§ TASK OBJECTIVE
Extract every line of the material below that contains the string "target", treating uppercase and lowercase as different.

(Region annotation entries)
※
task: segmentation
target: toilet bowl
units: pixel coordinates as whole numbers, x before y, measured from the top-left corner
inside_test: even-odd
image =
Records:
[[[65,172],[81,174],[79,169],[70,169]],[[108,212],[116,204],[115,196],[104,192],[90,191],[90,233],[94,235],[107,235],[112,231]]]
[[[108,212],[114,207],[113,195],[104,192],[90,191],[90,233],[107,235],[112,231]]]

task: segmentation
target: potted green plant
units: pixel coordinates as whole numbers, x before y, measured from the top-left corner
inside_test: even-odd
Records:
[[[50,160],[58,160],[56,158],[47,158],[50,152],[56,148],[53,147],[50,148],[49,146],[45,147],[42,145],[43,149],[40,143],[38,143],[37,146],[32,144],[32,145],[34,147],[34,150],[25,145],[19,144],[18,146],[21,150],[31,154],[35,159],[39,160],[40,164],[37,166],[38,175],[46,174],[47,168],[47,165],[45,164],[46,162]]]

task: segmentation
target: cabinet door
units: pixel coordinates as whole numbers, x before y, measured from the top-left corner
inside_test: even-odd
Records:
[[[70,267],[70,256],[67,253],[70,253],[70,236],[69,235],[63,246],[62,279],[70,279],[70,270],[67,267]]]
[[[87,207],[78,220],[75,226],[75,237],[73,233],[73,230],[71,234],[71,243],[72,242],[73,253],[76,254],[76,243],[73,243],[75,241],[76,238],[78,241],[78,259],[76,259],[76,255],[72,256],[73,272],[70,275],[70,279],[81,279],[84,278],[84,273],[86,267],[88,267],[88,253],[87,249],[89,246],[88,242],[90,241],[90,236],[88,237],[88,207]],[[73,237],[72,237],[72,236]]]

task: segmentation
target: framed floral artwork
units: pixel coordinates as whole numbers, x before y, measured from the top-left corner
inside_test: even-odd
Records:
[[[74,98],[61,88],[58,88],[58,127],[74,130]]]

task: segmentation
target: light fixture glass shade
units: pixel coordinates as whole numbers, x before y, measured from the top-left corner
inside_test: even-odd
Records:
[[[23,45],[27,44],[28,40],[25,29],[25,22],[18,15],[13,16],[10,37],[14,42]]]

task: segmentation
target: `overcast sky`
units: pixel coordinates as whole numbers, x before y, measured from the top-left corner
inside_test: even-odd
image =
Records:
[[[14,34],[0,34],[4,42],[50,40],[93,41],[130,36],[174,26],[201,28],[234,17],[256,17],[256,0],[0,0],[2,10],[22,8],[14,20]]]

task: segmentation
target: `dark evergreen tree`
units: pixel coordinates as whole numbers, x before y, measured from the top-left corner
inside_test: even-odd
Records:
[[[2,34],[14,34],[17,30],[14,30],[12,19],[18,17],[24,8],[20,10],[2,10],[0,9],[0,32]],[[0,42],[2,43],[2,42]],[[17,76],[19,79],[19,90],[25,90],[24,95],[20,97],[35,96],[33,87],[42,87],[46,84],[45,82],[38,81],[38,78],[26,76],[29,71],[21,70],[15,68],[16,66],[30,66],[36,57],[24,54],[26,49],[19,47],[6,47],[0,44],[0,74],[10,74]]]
※
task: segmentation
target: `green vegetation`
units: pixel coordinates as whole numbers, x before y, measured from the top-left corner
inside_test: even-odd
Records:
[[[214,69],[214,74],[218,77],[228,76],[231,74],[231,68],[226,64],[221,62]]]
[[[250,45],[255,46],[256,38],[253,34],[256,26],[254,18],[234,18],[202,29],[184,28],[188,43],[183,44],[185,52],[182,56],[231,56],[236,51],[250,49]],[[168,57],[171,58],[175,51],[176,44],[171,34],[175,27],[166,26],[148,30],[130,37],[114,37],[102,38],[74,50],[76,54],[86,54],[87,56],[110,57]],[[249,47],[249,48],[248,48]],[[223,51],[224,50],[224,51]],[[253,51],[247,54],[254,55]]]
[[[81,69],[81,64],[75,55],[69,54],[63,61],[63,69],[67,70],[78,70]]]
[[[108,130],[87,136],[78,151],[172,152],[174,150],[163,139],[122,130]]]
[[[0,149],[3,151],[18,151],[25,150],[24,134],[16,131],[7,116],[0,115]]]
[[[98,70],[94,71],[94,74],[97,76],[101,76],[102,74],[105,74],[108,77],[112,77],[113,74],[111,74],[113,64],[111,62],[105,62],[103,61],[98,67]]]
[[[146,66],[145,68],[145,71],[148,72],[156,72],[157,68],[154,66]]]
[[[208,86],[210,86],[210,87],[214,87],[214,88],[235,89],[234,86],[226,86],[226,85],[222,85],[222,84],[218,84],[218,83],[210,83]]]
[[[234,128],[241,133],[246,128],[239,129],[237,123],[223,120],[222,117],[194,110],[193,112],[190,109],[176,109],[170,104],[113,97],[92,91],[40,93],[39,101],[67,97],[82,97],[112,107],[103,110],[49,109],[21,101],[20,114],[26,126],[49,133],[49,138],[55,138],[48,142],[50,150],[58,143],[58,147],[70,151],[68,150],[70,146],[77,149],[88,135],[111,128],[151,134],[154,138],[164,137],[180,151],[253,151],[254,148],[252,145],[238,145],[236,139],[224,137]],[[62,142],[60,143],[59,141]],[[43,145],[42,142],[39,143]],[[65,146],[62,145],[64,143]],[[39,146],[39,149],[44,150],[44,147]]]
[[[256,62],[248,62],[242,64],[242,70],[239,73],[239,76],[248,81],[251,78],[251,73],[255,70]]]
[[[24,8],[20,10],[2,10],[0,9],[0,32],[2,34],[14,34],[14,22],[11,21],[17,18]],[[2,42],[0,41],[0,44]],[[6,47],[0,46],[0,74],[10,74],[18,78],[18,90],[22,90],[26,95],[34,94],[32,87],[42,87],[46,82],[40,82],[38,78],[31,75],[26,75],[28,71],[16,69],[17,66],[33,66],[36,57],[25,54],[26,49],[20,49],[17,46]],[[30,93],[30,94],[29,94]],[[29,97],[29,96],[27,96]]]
※
§ OUTPUT OF THE TASK
target: toilet bowl
target: potted green plant
target: cabinet door
target: framed floral artwork
target: light fixture glass shade
target: `overcast sky`
target: `dark evergreen tree`
target: `green vegetation`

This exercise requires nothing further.